[[ Text provided, beginning ]]
Professor Alan Maynard, who has died at 73, was founding director of the Centre for Health Economics at the University of York, and a passionate advocate for healthcare reform.
His ideas inspired numerous improvements to the NHS in the 1990s and 2000s and he helped put the social science of “health economics” on the map, developing it from an arcane theory in the 1970s to the mainstream profession it became.
He also helped to plan and to manage NHS services in York, playing a leading role in the city since the 1980s.
Educated at first on the Wirral, he studied Economics at Newcastle University, and went on to take a BPhil in Economics at York.
From 1968 he taught at Exeter University but moved in 1971 back to York.
In 1978 he created the university’s MSc in health economics, which has since trained more than 750 professionals in governments, universities, pharmaceutical companies and healthcare organisations around the world.
He founded in 1983 the Centre for Health Economics, of which he was director until 1995. He was also the founding editor of Health Economics, a leading journal in the field, and he later had a hand in creating the York Health Economics Consortium and the Centre for Reviews and Dissemination.
Determined to improve policy debate by clarifying what he considered “ill-defined problems”, he picked out solutions that were “faith-based”, and fearlessly called out those he thought were “talking tosh”.
[[ Text provided, end ]]
[[ Data supplied, beginning ]]
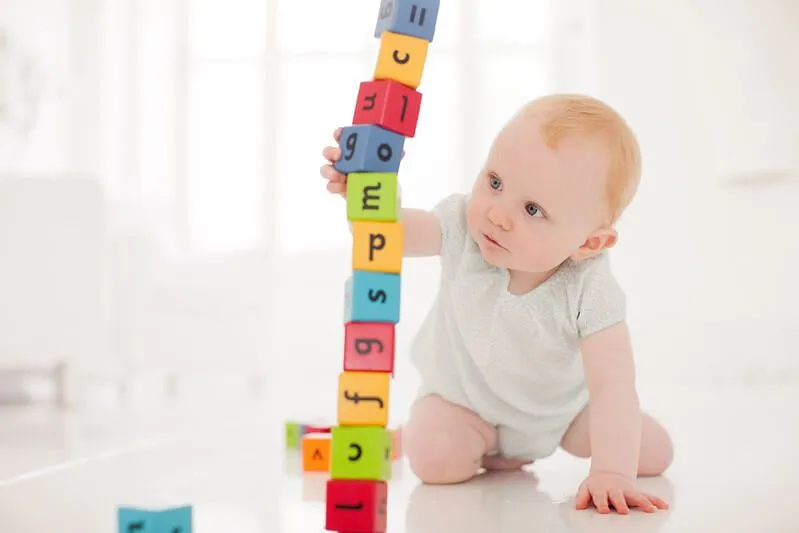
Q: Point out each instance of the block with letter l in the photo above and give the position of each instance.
(356, 506)
(373, 196)
(417, 18)
(388, 104)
[[ Data supplied, end ]]
* _What you should do_
Write the next part of the Alan Maynard obituary, picking up after its final sentence.

* _Output of the exercise_
He was particularly critical when in 2010 David Cameron announced, at election time, a £200m fund for new cancer drugs,a move described by Prof Maynard as “victory for the lobbying power of the pharmaceutical companies”, which he said, “drove a coach and horses” through the National Institute of Clinical Excellence, which was supposed to approve such treatments.
It was one of a raft of disagreements with the medical profession, not the least of which was his description of GPs as “a marauding bunch of shopkeepers who wish to preserve the inefficient provision of care”.
But despite his bluntness, he was always invited back into the world of policy debate – where his insight and authenticity were valued, and he was liked even by those who disagreed with him.
He had served since the early 1980s as a member of York Health Authority and later as a non-executive member of York Hospitals NHS Trust. From 1997 to 2010 he was chairman of York NHS Trust and from 2012 to 2015 of the NHS Vale of York Clinical Commissioning Group. He was appointed OBE in 2009.
His wife, Elizabeth Shanahan, survives him with two sons and two daughters.